→ Exercise: Return the data. Every word must match.

———

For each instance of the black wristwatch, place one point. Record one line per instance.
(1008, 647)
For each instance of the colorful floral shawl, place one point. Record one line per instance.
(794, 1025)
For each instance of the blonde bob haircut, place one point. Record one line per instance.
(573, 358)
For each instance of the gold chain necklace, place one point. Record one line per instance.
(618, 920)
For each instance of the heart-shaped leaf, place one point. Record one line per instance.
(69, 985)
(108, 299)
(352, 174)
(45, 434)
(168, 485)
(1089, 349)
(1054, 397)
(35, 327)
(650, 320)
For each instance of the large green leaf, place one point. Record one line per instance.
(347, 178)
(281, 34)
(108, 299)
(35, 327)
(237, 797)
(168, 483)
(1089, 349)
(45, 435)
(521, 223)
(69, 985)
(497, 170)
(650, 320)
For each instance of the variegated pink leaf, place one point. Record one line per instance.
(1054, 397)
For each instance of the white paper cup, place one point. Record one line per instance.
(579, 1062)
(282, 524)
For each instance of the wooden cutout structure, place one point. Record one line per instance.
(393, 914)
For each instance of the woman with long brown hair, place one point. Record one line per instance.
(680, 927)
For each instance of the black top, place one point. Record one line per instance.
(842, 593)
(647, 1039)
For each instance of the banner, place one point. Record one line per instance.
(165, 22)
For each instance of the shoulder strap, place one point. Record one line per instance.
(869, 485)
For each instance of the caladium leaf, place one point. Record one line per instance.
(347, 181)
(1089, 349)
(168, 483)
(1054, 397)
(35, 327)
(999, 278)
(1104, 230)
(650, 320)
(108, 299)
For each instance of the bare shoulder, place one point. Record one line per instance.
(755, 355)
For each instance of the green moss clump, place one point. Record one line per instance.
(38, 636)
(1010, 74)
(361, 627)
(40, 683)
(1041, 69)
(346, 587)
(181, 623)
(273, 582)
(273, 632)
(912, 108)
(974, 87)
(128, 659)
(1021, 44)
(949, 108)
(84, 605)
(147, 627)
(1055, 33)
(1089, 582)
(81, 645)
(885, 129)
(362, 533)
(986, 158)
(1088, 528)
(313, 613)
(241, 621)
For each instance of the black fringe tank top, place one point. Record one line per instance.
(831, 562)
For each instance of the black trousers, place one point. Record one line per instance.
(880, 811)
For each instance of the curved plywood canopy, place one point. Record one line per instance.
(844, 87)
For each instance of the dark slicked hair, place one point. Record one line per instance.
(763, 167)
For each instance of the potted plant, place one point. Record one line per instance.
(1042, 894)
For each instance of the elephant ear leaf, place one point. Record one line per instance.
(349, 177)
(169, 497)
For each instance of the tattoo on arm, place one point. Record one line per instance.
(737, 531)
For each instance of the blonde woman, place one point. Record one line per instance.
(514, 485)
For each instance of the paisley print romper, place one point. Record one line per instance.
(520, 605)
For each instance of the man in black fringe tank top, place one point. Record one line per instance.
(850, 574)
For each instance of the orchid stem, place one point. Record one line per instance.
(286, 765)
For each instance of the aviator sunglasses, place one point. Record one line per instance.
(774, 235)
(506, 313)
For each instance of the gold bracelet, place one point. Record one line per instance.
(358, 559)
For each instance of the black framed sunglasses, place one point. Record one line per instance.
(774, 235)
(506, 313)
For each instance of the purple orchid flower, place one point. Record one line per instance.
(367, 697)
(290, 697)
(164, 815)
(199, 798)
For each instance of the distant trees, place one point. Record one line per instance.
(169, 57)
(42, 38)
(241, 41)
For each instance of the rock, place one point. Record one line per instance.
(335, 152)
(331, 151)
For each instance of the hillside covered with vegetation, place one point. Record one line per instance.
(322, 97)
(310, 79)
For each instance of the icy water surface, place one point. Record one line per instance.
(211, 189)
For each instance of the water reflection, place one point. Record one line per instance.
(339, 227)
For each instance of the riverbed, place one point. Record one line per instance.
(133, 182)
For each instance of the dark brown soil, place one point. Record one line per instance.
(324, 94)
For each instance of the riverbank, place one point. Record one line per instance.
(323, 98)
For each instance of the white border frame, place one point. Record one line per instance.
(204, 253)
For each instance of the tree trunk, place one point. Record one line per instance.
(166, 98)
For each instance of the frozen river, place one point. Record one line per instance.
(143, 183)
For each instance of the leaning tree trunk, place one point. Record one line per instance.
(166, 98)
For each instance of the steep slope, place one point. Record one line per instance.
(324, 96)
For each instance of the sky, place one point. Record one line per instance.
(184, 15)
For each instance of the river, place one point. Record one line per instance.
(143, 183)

———

→ Written answer:
For each instance of the black wristwatch, place one point. Record one line per instance.
(1008, 647)
For each instance of the colorful floral shawl, place one point. Record one line per instance.
(794, 1025)
For each instance of the blonde bob haircut, place one point. Record one line per instance.
(573, 358)
For each instance of the gold chain necklace, place one point. Record one line per instance.
(618, 920)
For each instance of the heart-shaped leaf, place one point. Record one line per instance.
(69, 985)
(108, 299)
(352, 174)
(45, 434)
(168, 485)
(1089, 349)
(1054, 397)
(35, 327)
(650, 320)
For each instance of the large green leaf, place one point. Record one line per instance.
(347, 178)
(281, 34)
(108, 299)
(35, 327)
(237, 797)
(168, 483)
(1089, 349)
(45, 435)
(521, 223)
(69, 985)
(497, 170)
(650, 320)
For each instance of the variegated pink leaf, place one point. Record one line per instance.
(1054, 397)
For each instance of the white paper cup, place one point. Record one line per instance.
(579, 1062)
(282, 524)
For each instance of the wooden cutout structure, place one point. Record one line per instance.
(393, 914)
For each instance of the woman with long brown hair, place one point. Record one line per instance.
(680, 927)
For each instance of the black top, place one point. Record one line per instance.
(842, 593)
(647, 1039)
For each instance of the banner, place one point. Record one line per instance.
(165, 22)
For each instance of the shoulder strap, place one point. Record one line per instance.
(869, 485)
For each instance of the caladium leaf, place one point. Record one line per instance.
(347, 181)
(1089, 349)
(168, 483)
(1054, 397)
(35, 327)
(999, 278)
(1104, 230)
(650, 320)
(108, 299)
For each instance of the bare shoulder, place one point. Record one line per instance.
(755, 355)
For each instance of the green moss clump, place one point. Record one line per instance.
(38, 636)
(1010, 74)
(361, 627)
(40, 683)
(1041, 69)
(346, 587)
(181, 623)
(273, 582)
(273, 632)
(912, 108)
(974, 87)
(128, 659)
(1021, 44)
(949, 108)
(84, 605)
(147, 627)
(1055, 33)
(1089, 582)
(81, 645)
(885, 129)
(362, 533)
(986, 158)
(1088, 528)
(313, 613)
(241, 621)
For each instance of the black fringe tank top, place one point. Record one line per instance.
(831, 562)
For each instance of the black trousers, place one point. Record one line per instance.
(880, 811)
For each instance of the curved plywood canopy, place one point. Record one line per instance.
(844, 87)
For each instance of the dark slicked hair, place one point. Record one line per instance.
(763, 167)
For each instance of the potted plant, place one point. Record one line per instance.
(1042, 894)
For each instance of the elephant ear leaf, place one point. Record one line per instance.
(349, 177)
(169, 497)
For each instance of the tattoo on arm, place one point. Record one line per instance.
(737, 531)
For each instance of the blonde woman, place one point. Record one line per instance.
(514, 485)
For each instance of the paisley print romper, place one point. Record one line per instance.
(520, 605)
For each instance of the man in black fringe tank top, place one point. Record one line per instance.
(850, 574)
For each instance of the orchid stem, place one point. Record one line per instance.
(286, 765)
For each instance of the aviator sunglasses, place one point. Record one line per instance.
(774, 235)
(506, 313)
For each instance of the gold bracelet, place one point. Record one line per instance.
(358, 559)
For each instance of the black framed sunglasses, place one point. Record one line per instance.
(774, 235)
(506, 313)
For each instance of the purple orchid flower, place one point. Record one line per instance.
(367, 697)
(290, 697)
(164, 815)
(199, 798)
For each instance of the distant trees, place one point. Record one line per instance.
(169, 57)
(42, 38)
(241, 41)
For each instance of the rock, place one point. Record one line per instance.
(335, 152)
(331, 151)
For each instance of the hillside covered with vegetation, place one point. Record one line per instance.
(322, 97)
(310, 79)
For each instance of the icy water surface, place one point. Record one line per instance.
(211, 189)
For each instance of the water reflection, place one point. Record one line per instance.
(339, 227)
For each instance of the riverbed, place one point. Record one line per instance.
(133, 182)
For each instance of the dark brown soil, place one point. Record one line per instance.
(324, 94)
For each instance of the riverbank, place one point. Record one line per instance.
(323, 98)
For each instance of the white border frame, place one point. Record one line per instance.
(204, 253)
For each instance of the tree trunk, place one point. Record one line per instance.
(166, 98)
For each instance of the frozen river, place one point. Record one line per instance.
(143, 183)
For each instance of the leaning tree trunk, place one point. Record one line per instance.
(166, 98)
For each instance of the steep slope, place one point. Record one line per instance.
(324, 96)
For each instance of the sky, place one point. Record one line per instance.
(184, 15)
For each instance of the river, place one point. Record one line per instance.
(143, 183)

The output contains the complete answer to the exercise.